## Exercise details
Can you find every line in the listing below that contains the string "positive" and copy each of those lines? Case counts.

(Items listed in a dataset)
* * * * *
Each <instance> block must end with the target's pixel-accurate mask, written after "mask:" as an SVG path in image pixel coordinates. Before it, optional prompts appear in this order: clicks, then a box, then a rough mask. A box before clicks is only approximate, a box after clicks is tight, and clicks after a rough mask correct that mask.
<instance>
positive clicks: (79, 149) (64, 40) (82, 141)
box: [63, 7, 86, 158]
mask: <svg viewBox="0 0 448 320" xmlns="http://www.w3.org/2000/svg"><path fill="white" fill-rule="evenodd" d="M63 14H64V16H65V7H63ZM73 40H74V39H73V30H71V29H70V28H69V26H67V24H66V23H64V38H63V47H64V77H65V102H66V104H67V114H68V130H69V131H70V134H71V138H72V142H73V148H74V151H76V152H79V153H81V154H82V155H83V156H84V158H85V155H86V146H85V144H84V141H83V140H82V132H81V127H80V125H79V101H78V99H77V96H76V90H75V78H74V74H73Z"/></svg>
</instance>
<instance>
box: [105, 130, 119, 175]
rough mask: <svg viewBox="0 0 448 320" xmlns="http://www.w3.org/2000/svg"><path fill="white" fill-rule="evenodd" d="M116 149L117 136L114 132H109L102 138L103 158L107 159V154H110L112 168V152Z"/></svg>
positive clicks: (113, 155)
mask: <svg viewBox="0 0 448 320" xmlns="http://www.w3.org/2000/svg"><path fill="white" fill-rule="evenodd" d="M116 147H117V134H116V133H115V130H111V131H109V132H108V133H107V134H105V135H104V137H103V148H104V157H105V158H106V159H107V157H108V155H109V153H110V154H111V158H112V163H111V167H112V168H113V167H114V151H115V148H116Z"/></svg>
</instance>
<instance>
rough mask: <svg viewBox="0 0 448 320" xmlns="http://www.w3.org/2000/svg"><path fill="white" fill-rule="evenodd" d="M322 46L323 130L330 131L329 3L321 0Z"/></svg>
* * * * *
## Solution for this task
positive clicks: (79, 149) (64, 40) (82, 141)
positive clicks: (113, 155)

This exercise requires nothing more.